- **EXCERPTED TEXT**:

◇ ◇ ◇ ◇ ◇ ◇ ◇

Expansion bites into pizza chain's profits
Profits at sourdough pizza chain Franco Manca halved in the six months ending in September, from £1.5m last year to just £743,000, amid its expansion push. It plans to open between eight and 10 new restaurants in the next financial year. The bite came despite a 9.3% year-on-year jump in revenue to £36m.
Manufacturing output slows
Overall UK manufacturing output dropped to 48.5 in December, according to IHS Markit’s composite purchasing managers’ index (PMI), down from 49.3 the previous month to a 41-month low. Any reading below 50 on the index indicates a contraction. The fall in manufacturing output was the fastest since July 2012. Services data also fell short of forecasts, coming in at 49 compared to an expected 49.5. The decline follows a fall in November, with the sector seeing consecutive monthly declines for the first time since 2009. “December’s PMI survey data sadly lacked festive cheer, indicating that the economy contracted for the third time in the past four months,” said IHS Markit chief business economist Chris Williamson.
MEDIA AND ENTERTAINMENT
WPP offloads Two Circles stake
WPP has sold a majority stake in sports marketing agency Two Circles to private equity firm Bruin Sports Capital. WPP, which snapped up a stake in Two Circles in 2015, did not disclose the value of the deal and said the transaction remained subject to regulatory approval.

◇ ◇ ◇ ◇ ◇ ◇ ◇

- **PROVIDED MATERIAL**:
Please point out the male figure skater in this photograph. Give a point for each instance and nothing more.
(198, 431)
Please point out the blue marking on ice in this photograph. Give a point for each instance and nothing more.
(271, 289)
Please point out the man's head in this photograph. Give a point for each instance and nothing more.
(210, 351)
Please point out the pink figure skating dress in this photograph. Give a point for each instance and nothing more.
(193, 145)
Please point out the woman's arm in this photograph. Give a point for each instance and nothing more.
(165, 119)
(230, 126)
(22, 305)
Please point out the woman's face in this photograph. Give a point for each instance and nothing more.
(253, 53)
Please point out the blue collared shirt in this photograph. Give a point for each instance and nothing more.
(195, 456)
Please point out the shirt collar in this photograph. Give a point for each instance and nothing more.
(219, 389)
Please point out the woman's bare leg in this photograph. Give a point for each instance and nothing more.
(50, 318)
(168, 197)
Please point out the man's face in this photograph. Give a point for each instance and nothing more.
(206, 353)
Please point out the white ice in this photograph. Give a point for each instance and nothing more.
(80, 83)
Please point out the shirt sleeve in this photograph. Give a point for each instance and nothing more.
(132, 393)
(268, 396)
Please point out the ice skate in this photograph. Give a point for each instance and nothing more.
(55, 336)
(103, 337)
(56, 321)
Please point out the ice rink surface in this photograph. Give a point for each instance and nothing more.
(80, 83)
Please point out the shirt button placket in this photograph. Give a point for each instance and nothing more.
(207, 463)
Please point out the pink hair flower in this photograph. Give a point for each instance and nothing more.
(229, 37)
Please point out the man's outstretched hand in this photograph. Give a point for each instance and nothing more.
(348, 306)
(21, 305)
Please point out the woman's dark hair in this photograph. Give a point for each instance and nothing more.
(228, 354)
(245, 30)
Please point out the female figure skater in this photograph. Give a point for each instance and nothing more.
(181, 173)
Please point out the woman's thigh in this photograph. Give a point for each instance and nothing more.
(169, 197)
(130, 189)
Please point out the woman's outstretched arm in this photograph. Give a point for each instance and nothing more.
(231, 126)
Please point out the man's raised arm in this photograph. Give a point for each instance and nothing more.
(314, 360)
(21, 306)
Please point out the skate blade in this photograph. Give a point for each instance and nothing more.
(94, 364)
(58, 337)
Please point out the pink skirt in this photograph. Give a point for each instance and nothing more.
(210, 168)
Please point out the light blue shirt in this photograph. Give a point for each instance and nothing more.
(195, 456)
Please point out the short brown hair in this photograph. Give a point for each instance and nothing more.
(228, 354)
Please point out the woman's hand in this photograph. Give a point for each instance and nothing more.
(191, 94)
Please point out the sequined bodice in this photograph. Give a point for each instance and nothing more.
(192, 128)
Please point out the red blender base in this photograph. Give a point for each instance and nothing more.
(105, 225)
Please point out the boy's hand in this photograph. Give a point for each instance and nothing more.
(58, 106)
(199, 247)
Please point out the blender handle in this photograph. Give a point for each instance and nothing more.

◇ ◇ ◇ ◇ ◇ ◇ ◇

- **REQUEST 1**: Copy the rows word for word, starting with the line that contains "Please point out the boy's" and going on through the last of the rows.
- **REQUEST 2**: Resume the business news roundup after its final sentence and write what comes next.
The business news roundup and the rows have no connection to each other.

- **EXERCISE ANSWER 1**:
Please point out the boy's hand in this photograph. Give a point for each instance and nothing more.
(58, 106)
(199, 247)
Please point out the blender handle in this photograph. Give a point for each instance and nothing more.

- **EXERCISE ANSWER 2**:
Nationwide calls on government to revive Empty Homes Fund
Nationwide has called on the new government to revive the Empty Homes Plan to bring thousands of vacant properties back into use. The building society is calling for £185m to be invested in placing families in 15,000 properties, based on local match-funding. An estimated 226,000 properties in England are empty. Nationwide believes that bringing them back into use would provide much-needed housing. At present 85,000 families are living in unsuitable and overcrowded temporary accommodation.
Sports Direct warns of closures despite rising profits
Sports Direct expects underlying earnings for the full year to grow by 5%-15% after reporting “green shoots of recovery” at House of Fraser – although it also said it will be closing a number of “unprofitable” HoF stores. Sports Direct’s group sales rose by 14% to £2.04bn in the six months to October 27, while pre-tax profits rose 160% to £193.4m. The company also reassured investors that it expected no material liability from the Belgian authorities after a £605m tax demand it received in July.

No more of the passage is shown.